TEXT.
Exploiting Low Scanwidth to Resolve Soft Polytomies

TL;DR

This paper introduces an algorithm for the Soft Tree Containment problem in phylogenetic networks, exploiting low scanwidth to improve computational efficiency in modeling reticulate evolution.

Contribution

It presents a novel algorithm that solves Soft Tree Containment efficiently by leveraging the low scanwidth property of practical phylogenetic networks.

Findings

Algorithm runs in fixed-parameter tractable time based on scanwidth and degrees.

Low scanwidth networks are common in practice, making the approach applicable.

Provides a new perspective on handling uncertainty in phylogenetic network analysis.

THE TASK. Write the next part of the summary on using low scanwidth to resolve soft polytomies, picking up after its final line.

Point-per-instance localization data
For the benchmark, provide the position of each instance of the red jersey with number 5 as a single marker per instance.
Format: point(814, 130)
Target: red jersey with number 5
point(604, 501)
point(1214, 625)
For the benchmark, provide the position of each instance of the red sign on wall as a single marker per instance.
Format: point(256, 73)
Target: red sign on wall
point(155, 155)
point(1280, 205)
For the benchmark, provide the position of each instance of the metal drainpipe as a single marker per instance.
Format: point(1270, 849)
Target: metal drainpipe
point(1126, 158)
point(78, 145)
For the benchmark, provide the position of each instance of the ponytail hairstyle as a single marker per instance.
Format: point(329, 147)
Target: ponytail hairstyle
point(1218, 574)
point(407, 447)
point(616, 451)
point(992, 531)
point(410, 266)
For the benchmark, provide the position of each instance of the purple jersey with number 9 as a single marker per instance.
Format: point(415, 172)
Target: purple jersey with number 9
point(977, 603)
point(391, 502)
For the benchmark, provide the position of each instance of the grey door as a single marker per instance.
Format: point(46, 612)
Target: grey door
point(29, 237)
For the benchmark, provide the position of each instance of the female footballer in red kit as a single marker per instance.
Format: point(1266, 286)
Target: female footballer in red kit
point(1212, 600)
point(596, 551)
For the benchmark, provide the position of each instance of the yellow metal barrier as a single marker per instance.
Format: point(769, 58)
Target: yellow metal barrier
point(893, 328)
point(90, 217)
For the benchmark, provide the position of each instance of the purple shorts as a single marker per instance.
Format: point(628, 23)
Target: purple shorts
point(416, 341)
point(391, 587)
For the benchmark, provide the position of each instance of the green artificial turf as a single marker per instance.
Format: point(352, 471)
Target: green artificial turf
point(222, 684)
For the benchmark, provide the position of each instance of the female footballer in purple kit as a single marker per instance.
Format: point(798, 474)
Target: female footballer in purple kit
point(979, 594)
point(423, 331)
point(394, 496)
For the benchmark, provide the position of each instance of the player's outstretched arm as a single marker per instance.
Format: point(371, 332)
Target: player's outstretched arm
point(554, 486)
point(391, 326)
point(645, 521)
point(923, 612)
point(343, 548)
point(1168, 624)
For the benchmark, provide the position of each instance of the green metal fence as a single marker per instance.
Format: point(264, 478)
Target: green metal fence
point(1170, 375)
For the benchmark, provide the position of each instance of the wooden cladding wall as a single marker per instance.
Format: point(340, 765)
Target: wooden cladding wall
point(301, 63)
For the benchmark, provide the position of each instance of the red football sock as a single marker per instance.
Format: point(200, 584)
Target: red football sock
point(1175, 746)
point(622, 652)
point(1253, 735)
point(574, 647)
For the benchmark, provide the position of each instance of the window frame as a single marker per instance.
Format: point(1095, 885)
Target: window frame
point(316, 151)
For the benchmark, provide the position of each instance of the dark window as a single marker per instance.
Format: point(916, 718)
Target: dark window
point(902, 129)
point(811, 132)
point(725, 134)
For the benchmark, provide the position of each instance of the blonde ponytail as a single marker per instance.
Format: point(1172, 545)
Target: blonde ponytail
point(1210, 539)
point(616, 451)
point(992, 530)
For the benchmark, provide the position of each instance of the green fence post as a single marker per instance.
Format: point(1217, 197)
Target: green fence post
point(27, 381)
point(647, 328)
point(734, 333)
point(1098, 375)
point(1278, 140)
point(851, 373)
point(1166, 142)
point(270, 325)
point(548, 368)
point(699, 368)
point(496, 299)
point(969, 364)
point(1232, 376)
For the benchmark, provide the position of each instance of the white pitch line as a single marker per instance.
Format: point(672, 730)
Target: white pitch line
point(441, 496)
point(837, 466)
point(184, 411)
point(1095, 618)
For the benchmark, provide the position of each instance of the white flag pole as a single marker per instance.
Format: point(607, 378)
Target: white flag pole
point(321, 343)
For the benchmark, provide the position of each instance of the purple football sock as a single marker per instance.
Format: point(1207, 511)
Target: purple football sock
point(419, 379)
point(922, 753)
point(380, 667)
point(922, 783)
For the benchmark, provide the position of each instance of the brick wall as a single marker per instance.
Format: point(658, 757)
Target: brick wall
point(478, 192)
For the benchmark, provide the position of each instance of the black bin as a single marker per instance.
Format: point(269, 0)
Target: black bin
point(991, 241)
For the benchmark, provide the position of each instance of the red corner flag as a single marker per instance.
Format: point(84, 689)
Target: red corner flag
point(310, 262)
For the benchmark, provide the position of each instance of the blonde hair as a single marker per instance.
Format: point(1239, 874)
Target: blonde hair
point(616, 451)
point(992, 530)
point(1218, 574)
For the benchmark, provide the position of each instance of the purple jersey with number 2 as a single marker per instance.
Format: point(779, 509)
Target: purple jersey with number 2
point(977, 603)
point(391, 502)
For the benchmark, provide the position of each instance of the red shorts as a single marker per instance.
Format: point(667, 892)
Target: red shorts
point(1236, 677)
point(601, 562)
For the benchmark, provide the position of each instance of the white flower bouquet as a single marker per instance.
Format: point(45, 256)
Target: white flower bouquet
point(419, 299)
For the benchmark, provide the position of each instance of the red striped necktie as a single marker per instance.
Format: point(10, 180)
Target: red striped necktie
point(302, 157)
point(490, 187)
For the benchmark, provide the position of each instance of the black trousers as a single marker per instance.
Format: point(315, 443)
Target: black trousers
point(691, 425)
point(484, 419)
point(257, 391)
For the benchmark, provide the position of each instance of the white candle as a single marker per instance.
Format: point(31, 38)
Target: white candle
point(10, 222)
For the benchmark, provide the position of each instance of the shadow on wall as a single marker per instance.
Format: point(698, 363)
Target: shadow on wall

ANSWER FOR THE TASK.
Abstract

Phylogenetic networks allow modeling reticulate evolution, capturing events such as hybridization and horizontal gene transfer. A fundamental computational problem in this context is the Tree Containment problem, which asks whether a given phylogenetic network is compatible with a given phylogenetic tree. However, the classical statement of the problem is not robust to poorly supported branches in biological data, possibly leading to false negatives. In an effort to address this, a relaxed version that accounts for uncertainty, called Soft Tree Containment, has been introduced by Bentert, Mal\'ik, and Weller [SWAT'18]. We present an algorithm that solves Soft Tree Containment in $2^{O(\Delta_T \cdot k \cdot \log(k))} \cdot n^{O(1)}$ time, where $k = \operatorname{sw}(\Gamma) + \Delta_N$, with $\Delta_T$ and $\Delta_N$ denoting the maximum out-degrees in the tree and the network, respectively, and $\operatorname{sw}(\Gamma)$ denoting the "scanwidth" [Berry, Scornavacca, and Weller, SOFSEM'20] of a given tree extension of the network, while $n$ is the input size. Our approach leverages the fact that phylogenetic networks encountered in practice often exhibit low scanwidth, making the problem more tractable.